Items from a data source
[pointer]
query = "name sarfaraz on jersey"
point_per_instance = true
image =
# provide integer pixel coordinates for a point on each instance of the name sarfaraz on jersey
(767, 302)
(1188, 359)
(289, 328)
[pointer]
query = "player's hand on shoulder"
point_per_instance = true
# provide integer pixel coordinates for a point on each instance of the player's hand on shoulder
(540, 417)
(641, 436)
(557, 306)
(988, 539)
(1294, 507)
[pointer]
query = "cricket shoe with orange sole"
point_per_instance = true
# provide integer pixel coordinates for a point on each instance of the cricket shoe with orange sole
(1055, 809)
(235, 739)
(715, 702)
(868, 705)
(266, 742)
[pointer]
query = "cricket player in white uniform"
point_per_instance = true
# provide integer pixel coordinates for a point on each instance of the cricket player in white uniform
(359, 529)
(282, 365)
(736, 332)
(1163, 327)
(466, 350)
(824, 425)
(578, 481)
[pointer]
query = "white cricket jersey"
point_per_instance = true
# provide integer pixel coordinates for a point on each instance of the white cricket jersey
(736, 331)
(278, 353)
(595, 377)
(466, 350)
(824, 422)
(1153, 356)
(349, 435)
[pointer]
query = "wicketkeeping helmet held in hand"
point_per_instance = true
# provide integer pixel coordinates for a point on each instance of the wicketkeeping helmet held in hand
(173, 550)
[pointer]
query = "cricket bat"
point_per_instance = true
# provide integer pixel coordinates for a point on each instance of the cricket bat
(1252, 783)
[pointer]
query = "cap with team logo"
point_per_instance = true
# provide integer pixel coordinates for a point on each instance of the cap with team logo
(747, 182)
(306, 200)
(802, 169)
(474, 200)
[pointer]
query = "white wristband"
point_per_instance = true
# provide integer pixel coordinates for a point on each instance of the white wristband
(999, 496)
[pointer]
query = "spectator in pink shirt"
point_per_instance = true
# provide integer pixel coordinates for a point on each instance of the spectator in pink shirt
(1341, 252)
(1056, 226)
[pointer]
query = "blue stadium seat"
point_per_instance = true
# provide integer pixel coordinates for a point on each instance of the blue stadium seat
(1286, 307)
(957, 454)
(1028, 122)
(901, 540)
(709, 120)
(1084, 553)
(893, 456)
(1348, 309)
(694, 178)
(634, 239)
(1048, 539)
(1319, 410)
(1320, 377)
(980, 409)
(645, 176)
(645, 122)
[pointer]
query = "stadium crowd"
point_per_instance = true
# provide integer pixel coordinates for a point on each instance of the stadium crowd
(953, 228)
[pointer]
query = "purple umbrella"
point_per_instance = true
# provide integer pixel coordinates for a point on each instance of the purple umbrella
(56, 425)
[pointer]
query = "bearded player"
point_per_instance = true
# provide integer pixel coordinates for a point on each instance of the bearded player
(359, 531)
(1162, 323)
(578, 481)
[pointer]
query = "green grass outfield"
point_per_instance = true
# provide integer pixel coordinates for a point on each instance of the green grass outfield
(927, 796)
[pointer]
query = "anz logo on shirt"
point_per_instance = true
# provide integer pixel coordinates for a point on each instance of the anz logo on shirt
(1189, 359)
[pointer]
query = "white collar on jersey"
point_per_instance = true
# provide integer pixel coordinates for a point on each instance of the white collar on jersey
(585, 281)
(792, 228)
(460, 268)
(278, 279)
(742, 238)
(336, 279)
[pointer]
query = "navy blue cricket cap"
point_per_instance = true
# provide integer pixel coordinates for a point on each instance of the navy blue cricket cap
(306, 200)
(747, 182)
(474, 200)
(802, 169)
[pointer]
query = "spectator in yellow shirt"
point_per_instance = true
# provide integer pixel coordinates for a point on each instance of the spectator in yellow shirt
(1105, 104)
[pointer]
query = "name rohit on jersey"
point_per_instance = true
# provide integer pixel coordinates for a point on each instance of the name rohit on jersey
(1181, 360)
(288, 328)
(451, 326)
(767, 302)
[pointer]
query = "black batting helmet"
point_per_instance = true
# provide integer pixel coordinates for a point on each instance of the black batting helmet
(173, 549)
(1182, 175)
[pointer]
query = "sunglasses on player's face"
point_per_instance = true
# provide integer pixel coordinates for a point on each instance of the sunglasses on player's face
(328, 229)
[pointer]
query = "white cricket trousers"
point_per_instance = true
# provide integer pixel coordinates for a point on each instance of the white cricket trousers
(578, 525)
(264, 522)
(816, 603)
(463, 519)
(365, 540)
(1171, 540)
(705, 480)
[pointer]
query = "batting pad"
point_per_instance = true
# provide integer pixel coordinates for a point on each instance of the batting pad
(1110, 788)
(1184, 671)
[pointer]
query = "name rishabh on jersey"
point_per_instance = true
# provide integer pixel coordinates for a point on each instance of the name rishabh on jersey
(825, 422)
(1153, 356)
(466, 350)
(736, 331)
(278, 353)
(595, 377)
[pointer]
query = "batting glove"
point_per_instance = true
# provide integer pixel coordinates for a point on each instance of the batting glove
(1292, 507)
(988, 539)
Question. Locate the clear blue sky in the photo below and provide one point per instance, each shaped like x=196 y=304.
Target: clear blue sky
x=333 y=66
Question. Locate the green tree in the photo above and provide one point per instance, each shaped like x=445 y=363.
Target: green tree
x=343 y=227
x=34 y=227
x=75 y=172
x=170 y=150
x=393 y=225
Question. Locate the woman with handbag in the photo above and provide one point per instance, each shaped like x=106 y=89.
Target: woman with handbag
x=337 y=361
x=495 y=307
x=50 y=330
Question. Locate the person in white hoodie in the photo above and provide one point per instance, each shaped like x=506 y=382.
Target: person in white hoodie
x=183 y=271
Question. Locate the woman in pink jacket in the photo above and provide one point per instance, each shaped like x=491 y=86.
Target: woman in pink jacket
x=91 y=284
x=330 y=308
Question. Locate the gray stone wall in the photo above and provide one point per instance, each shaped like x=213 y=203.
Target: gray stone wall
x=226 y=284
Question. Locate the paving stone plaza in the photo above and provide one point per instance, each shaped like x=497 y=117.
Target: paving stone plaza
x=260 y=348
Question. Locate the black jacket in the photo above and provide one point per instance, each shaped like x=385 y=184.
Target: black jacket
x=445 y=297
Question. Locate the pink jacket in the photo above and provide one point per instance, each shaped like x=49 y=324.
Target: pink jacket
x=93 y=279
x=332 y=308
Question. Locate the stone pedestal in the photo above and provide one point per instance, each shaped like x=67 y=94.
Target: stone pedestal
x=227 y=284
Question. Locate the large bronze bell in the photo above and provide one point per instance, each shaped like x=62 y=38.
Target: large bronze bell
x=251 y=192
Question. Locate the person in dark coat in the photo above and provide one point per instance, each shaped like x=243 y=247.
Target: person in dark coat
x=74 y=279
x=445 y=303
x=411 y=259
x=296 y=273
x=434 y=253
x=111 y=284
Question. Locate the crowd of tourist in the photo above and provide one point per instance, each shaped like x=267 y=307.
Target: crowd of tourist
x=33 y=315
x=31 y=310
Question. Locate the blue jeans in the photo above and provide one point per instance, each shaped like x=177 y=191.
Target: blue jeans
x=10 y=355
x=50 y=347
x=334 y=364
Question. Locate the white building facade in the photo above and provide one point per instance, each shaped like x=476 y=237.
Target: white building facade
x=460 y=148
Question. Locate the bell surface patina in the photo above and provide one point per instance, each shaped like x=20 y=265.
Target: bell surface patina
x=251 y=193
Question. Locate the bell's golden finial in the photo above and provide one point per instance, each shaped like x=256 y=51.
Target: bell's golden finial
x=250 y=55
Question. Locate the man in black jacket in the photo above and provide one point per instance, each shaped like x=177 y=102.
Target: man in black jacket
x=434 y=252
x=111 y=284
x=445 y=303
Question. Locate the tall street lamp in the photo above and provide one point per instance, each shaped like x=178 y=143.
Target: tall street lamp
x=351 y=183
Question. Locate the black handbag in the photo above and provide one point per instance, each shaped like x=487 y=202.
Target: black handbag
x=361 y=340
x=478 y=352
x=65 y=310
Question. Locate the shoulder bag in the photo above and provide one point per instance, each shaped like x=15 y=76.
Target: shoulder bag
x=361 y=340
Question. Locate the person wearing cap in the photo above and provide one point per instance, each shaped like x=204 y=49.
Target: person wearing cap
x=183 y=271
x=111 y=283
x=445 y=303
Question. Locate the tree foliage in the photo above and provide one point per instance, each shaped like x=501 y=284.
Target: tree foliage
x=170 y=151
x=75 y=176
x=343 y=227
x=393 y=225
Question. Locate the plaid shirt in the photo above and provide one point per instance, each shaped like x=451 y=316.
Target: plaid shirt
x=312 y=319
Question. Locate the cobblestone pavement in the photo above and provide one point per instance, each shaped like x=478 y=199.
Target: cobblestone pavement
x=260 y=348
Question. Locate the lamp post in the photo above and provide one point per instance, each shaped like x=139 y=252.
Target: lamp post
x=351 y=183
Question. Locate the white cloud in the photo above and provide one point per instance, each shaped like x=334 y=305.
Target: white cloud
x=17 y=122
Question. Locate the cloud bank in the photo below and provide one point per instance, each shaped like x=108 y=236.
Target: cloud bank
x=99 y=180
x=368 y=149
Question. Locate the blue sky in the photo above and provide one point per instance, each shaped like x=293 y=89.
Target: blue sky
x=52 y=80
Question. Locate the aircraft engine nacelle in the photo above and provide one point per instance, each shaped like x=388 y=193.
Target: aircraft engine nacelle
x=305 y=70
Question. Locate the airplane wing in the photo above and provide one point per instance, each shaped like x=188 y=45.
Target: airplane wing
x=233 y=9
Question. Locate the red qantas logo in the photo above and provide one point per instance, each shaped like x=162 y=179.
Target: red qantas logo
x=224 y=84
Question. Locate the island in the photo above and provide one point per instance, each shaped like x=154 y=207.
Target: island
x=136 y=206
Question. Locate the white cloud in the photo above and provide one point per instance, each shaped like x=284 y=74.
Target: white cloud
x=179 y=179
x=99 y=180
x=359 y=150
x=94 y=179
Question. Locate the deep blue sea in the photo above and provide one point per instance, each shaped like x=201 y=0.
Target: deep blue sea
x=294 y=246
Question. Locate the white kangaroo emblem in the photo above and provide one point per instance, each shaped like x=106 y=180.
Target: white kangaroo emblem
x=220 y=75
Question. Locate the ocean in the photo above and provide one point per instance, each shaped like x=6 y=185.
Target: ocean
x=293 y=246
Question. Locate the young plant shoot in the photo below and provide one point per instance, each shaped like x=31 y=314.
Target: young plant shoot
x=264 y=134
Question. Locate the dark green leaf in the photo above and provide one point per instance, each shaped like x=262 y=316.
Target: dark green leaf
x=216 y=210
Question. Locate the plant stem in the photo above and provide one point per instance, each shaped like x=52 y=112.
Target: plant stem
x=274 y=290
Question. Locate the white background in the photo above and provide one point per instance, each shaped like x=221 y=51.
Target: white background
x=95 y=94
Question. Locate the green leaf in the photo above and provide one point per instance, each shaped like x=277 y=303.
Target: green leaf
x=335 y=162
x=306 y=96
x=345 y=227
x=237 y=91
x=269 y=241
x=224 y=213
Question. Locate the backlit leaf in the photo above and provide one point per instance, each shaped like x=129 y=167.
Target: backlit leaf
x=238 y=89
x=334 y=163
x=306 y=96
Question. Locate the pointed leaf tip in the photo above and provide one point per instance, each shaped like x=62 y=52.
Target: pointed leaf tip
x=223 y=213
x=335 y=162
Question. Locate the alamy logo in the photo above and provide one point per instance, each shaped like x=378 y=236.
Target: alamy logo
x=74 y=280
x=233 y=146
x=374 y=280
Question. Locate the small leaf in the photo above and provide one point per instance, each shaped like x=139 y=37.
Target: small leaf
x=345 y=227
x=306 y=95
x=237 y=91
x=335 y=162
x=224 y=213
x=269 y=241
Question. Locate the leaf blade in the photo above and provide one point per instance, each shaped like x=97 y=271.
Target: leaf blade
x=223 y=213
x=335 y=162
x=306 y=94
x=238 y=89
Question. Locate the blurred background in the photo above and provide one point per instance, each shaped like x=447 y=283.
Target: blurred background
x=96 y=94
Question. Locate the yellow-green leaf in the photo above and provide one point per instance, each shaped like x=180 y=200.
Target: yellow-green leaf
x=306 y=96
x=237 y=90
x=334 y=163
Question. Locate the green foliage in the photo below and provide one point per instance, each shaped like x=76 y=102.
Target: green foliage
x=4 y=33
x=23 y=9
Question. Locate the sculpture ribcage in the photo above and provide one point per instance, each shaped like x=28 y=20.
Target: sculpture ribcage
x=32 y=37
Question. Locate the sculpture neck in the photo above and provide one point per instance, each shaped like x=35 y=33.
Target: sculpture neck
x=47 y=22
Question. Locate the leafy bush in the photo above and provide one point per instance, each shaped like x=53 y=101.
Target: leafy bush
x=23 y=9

# [REQUIREMENT]
Return each line among the entries that holds the word "below".

# [WORKED SOLUTION]
Question. Locate the clear blue sky in the photo below and provide one point per instance, each shaped like x=196 y=304.
Question. Locate the cloud bank in the photo below and provide one point per instance, each shaped like x=108 y=236.
Question. Locate the young plant shoot in the photo below and provide one point per instance, each shaped like x=31 y=314.
Question. Locate the green foliage in the photo below and provide one point per instance, each shaped like x=76 y=102.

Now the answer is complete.